[[ Dataset records open ]]

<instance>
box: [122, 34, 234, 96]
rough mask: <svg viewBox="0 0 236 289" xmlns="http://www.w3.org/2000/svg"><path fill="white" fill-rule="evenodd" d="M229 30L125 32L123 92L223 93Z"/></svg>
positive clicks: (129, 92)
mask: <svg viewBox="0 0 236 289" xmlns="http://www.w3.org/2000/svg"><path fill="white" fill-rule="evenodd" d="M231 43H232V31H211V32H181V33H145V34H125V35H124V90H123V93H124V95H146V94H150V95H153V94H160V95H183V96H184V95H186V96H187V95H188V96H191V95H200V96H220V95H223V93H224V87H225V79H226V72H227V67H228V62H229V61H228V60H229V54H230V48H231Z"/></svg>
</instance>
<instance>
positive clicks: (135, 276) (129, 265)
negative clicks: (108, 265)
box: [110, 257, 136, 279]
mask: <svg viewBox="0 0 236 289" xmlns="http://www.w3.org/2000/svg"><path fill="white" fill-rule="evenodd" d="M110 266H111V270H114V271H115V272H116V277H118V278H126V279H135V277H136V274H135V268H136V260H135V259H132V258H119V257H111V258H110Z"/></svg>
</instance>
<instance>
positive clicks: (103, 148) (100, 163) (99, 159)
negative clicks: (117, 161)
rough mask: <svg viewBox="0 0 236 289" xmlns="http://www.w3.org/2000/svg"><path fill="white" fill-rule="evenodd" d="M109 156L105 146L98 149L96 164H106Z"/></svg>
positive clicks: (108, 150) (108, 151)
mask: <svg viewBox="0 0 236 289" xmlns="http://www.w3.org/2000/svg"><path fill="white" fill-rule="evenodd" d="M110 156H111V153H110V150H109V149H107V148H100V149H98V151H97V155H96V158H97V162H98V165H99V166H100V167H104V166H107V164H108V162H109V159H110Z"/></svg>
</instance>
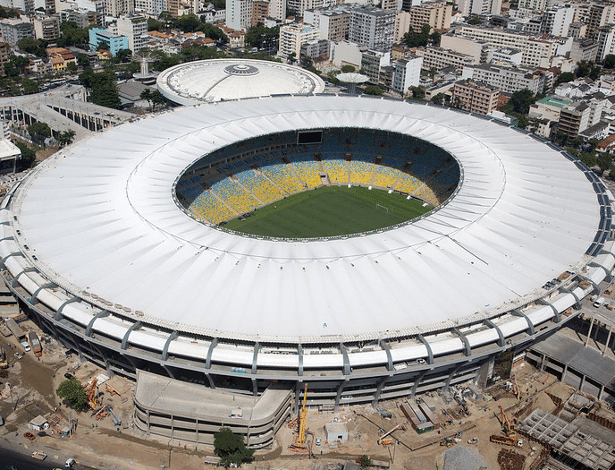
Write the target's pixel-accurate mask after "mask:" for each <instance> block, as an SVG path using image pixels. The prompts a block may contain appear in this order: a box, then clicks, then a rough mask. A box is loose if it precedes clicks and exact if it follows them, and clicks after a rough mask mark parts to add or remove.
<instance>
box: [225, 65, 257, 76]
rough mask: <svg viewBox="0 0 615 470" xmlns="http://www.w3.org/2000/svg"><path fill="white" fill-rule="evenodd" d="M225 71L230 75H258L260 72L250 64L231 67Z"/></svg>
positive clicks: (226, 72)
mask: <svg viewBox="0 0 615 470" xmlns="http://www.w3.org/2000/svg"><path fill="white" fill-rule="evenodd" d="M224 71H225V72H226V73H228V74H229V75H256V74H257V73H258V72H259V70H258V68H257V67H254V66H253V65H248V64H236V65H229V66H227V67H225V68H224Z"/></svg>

[[ Dataset records closed ]]
[[ Dataset records open ]]

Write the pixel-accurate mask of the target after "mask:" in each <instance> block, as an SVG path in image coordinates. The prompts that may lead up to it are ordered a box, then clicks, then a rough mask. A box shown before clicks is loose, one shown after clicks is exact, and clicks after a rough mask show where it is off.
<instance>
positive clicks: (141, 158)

[[ Dataset records closed ]]

▸ **Your objective**
Select every line above that contains the word "pixel", and copy it.

▸ **Response area**
Write the target's pixel-accurate mask after "mask:" for each <instance> block, as an SVG path using image pixels. The prompts a block may contain appear in this order: a box, then clicks, then a rough mask. A box is loose if it precedes clicks and exact if it follows them, and clicks after a rough mask mark parts to add or remove.
Write the pixel-accurate mask of the target after "mask:" in each <instance> block, as an SVG path in image coordinates. The prompts that may lead up to it are ordered a box, then clicks, then a rough mask. A box shown before clicks is loose, one shown after clicks is exact, and clicks after a rough mask show where it is off.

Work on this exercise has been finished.